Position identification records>
□ □ □ □

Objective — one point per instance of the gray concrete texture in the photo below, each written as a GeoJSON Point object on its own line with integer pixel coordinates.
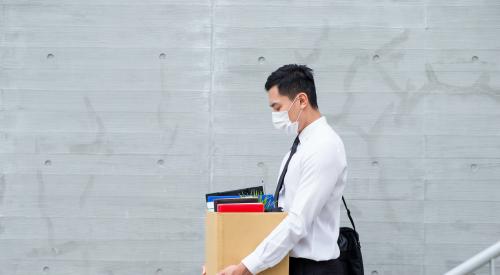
{"type": "Point", "coordinates": [116, 117]}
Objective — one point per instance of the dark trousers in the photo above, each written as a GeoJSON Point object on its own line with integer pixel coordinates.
{"type": "Point", "coordinates": [302, 266]}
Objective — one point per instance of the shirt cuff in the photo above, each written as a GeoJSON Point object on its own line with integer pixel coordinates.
{"type": "Point", "coordinates": [253, 264]}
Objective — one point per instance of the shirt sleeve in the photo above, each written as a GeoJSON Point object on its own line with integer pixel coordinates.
{"type": "Point", "coordinates": [320, 171]}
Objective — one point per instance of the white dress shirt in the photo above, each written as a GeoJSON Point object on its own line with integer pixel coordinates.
{"type": "Point", "coordinates": [311, 194]}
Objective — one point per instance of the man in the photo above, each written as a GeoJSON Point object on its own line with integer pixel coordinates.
{"type": "Point", "coordinates": [312, 179]}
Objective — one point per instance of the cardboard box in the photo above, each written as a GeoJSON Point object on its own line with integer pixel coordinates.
{"type": "Point", "coordinates": [230, 237]}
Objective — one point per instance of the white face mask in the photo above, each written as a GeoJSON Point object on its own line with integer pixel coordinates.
{"type": "Point", "coordinates": [281, 121]}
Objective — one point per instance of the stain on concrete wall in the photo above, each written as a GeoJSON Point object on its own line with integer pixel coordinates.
{"type": "Point", "coordinates": [116, 117]}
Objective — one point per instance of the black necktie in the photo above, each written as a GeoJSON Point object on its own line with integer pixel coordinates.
{"type": "Point", "coordinates": [283, 173]}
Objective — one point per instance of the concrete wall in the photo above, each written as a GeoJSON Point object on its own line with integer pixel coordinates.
{"type": "Point", "coordinates": [117, 116]}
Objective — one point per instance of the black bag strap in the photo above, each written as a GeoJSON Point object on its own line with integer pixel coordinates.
{"type": "Point", "coordinates": [349, 215]}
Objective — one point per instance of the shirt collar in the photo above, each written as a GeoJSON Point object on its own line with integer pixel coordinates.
{"type": "Point", "coordinates": [309, 130]}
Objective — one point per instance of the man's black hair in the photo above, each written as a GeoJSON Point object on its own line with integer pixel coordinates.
{"type": "Point", "coordinates": [293, 79]}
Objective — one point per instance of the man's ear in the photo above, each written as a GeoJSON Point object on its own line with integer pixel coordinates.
{"type": "Point", "coordinates": [303, 99]}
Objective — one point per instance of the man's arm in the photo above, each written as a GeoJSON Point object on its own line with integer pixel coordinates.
{"type": "Point", "coordinates": [320, 172]}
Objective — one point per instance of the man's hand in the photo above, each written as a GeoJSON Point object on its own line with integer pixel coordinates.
{"type": "Point", "coordinates": [240, 269]}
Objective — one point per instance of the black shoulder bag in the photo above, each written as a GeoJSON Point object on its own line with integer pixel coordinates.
{"type": "Point", "coordinates": [350, 248]}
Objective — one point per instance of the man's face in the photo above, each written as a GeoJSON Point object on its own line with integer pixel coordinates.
{"type": "Point", "coordinates": [279, 103]}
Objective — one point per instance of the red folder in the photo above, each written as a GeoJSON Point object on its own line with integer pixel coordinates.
{"type": "Point", "coordinates": [241, 207]}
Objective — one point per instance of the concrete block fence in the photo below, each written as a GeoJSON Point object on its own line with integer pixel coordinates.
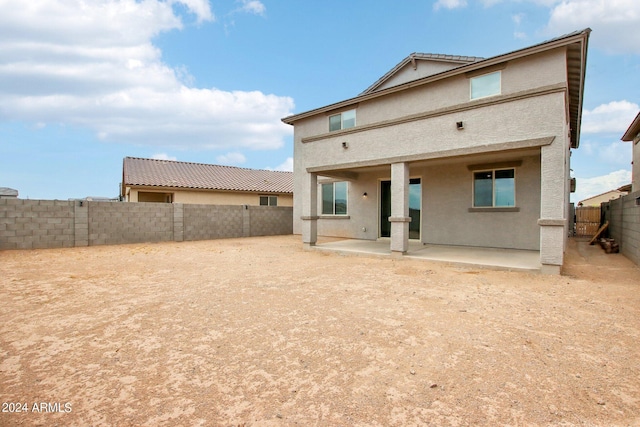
{"type": "Point", "coordinates": [30, 224]}
{"type": "Point", "coordinates": [623, 215]}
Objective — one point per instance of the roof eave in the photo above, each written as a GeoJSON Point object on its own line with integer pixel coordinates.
{"type": "Point", "coordinates": [633, 131]}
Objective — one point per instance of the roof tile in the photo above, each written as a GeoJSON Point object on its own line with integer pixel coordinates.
{"type": "Point", "coordinates": [169, 173]}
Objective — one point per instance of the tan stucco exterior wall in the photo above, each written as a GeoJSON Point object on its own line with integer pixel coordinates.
{"type": "Point", "coordinates": [210, 197]}
{"type": "Point", "coordinates": [532, 107]}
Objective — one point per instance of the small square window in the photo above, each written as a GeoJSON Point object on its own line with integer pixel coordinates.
{"type": "Point", "coordinates": [486, 85]}
{"type": "Point", "coordinates": [268, 200]}
{"type": "Point", "coordinates": [344, 120]}
{"type": "Point", "coordinates": [494, 188]}
{"type": "Point", "coordinates": [334, 198]}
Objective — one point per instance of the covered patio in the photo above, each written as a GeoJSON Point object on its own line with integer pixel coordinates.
{"type": "Point", "coordinates": [476, 257]}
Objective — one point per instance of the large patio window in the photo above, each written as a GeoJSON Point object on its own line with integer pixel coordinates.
{"type": "Point", "coordinates": [334, 198]}
{"type": "Point", "coordinates": [494, 188]}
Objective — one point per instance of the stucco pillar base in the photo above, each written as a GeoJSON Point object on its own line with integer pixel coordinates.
{"type": "Point", "coordinates": [310, 210]}
{"type": "Point", "coordinates": [399, 234]}
{"type": "Point", "coordinates": [309, 230]}
{"type": "Point", "coordinates": [399, 218]}
{"type": "Point", "coordinates": [551, 269]}
{"type": "Point", "coordinates": [552, 232]}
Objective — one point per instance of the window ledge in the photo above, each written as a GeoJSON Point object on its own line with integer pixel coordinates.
{"type": "Point", "coordinates": [512, 209]}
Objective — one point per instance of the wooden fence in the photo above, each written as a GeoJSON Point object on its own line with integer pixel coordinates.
{"type": "Point", "coordinates": [587, 220]}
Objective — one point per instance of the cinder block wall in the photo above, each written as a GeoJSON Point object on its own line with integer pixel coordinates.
{"type": "Point", "coordinates": [117, 223]}
{"type": "Point", "coordinates": [623, 215]}
{"type": "Point", "coordinates": [27, 224]}
{"type": "Point", "coordinates": [31, 224]}
{"type": "Point", "coordinates": [205, 222]}
{"type": "Point", "coordinates": [270, 221]}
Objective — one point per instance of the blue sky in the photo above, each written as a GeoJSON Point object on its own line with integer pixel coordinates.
{"type": "Point", "coordinates": [85, 83]}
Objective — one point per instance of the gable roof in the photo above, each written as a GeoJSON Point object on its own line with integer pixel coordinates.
{"type": "Point", "coordinates": [170, 173]}
{"type": "Point", "coordinates": [575, 42]}
{"type": "Point", "coordinates": [451, 61]}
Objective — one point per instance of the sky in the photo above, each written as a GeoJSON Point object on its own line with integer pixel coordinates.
{"type": "Point", "coordinates": [85, 83]}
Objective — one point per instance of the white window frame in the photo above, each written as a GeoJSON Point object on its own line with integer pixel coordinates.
{"type": "Point", "coordinates": [333, 198]}
{"type": "Point", "coordinates": [341, 115]}
{"type": "Point", "coordinates": [493, 188]}
{"type": "Point", "coordinates": [271, 200]}
{"type": "Point", "coordinates": [479, 79]}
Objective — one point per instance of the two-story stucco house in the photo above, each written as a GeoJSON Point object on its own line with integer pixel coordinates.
{"type": "Point", "coordinates": [448, 150]}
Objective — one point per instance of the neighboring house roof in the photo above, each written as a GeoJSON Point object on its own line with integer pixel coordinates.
{"type": "Point", "coordinates": [8, 192]}
{"type": "Point", "coordinates": [451, 61]}
{"type": "Point", "coordinates": [626, 188]}
{"type": "Point", "coordinates": [168, 173]}
{"type": "Point", "coordinates": [633, 133]}
{"type": "Point", "coordinates": [575, 42]}
{"type": "Point", "coordinates": [604, 197]}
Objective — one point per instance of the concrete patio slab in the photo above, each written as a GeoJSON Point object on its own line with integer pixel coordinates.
{"type": "Point", "coordinates": [500, 259]}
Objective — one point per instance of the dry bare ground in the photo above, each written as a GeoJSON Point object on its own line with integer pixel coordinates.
{"type": "Point", "coordinates": [259, 332]}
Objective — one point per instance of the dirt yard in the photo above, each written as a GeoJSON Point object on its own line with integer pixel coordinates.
{"type": "Point", "coordinates": [259, 332]}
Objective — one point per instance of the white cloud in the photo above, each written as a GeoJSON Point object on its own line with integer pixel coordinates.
{"type": "Point", "coordinates": [231, 158]}
{"type": "Point", "coordinates": [253, 6]}
{"type": "Point", "coordinates": [449, 4]}
{"type": "Point", "coordinates": [286, 166]}
{"type": "Point", "coordinates": [201, 8]}
{"type": "Point", "coordinates": [94, 65]}
{"type": "Point", "coordinates": [517, 18]}
{"type": "Point", "coordinates": [589, 187]}
{"type": "Point", "coordinates": [614, 117]}
{"type": "Point", "coordinates": [163, 156]}
{"type": "Point", "coordinates": [613, 22]}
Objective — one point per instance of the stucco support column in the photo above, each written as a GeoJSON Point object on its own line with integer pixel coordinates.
{"type": "Point", "coordinates": [310, 210]}
{"type": "Point", "coordinates": [399, 218]}
{"type": "Point", "coordinates": [553, 216]}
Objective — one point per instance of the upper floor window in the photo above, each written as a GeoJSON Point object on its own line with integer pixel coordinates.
{"type": "Point", "coordinates": [344, 120]}
{"type": "Point", "coordinates": [494, 188]}
{"type": "Point", "coordinates": [486, 85]}
{"type": "Point", "coordinates": [268, 200]}
{"type": "Point", "coordinates": [334, 198]}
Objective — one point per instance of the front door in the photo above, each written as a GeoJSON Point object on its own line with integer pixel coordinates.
{"type": "Point", "coordinates": [415, 206]}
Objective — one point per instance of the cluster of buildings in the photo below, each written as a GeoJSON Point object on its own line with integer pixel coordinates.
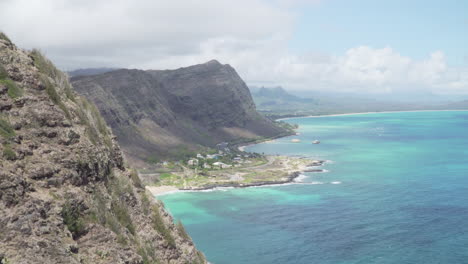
{"type": "Point", "coordinates": [203, 160]}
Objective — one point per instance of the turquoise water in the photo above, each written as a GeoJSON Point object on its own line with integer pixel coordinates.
{"type": "Point", "coordinates": [400, 196]}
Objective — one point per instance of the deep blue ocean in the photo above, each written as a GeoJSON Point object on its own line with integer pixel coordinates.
{"type": "Point", "coordinates": [396, 191]}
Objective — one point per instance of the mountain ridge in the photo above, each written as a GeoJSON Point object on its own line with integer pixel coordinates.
{"type": "Point", "coordinates": [174, 112]}
{"type": "Point", "coordinates": [65, 193]}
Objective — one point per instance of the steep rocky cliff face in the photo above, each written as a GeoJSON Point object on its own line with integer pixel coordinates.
{"type": "Point", "coordinates": [65, 195]}
{"type": "Point", "coordinates": [161, 113]}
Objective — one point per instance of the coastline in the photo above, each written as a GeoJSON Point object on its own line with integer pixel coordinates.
{"type": "Point", "coordinates": [366, 113]}
{"type": "Point", "coordinates": [290, 178]}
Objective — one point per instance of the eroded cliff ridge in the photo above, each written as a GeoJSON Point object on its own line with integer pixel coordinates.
{"type": "Point", "coordinates": [65, 194]}
{"type": "Point", "coordinates": [166, 113]}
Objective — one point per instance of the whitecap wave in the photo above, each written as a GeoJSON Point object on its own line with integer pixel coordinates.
{"type": "Point", "coordinates": [300, 178]}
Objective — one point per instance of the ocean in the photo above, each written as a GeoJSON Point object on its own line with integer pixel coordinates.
{"type": "Point", "coordinates": [395, 191]}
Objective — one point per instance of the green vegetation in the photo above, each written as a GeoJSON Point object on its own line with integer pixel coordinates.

□ □ □ □

CHALLENGE>
Take the lines from the one containing "Objective — one point per instance of the turquoise" to the last line of the material above and write them out exactly.

OUTPUT FOR THIS EXERCISE>
Objective — one point per instance of the turquoise water in the photo above, each written as a GeoJSON Point object on its own line with integer pixel coordinates.
{"type": "Point", "coordinates": [400, 196]}
Objective — one point per instance of the deep blue ocean in the photo above, each written as a GeoJSON Point object on its own line with integer pixel coordinates.
{"type": "Point", "coordinates": [396, 191]}
Objective — one point per instance of the mountain ridge in the photo above, each written as a GeoJSON Point object on its own line with integer pixel coordinates.
{"type": "Point", "coordinates": [174, 112]}
{"type": "Point", "coordinates": [65, 193]}
Objective — one point per instance of the steep rocky cliff face in the photo above, each written as a GeoJSON Point object on its own line with integer pixel coordinates.
{"type": "Point", "coordinates": [65, 195]}
{"type": "Point", "coordinates": [161, 113]}
Objective — one point per instance of the coastline in the photo above, each written as a GeoJSON Point object on its own line with integer pixel coordinates.
{"type": "Point", "coordinates": [366, 113]}
{"type": "Point", "coordinates": [290, 178]}
Objective — one point per instance of the eroded cliff ridge in the photo above, each written as a GeoJSON Point object on its own line with integer pixel coordinates.
{"type": "Point", "coordinates": [65, 194]}
{"type": "Point", "coordinates": [166, 113]}
Objective — one point per instance of the whitecap wave in the photo above, each written as a GeoJSON Point object on its own line with integer pixel coordinates.
{"type": "Point", "coordinates": [300, 178]}
Objective — one point per instance of the ocean in the photo above, each written as a GeoJSON Point object on its own line with integer pixel coordinates.
{"type": "Point", "coordinates": [395, 191]}
Objective — one point per instance of the green vegetation in the photo above, each written as a GeoJSON Point object on its own line with integer pixel coordinates.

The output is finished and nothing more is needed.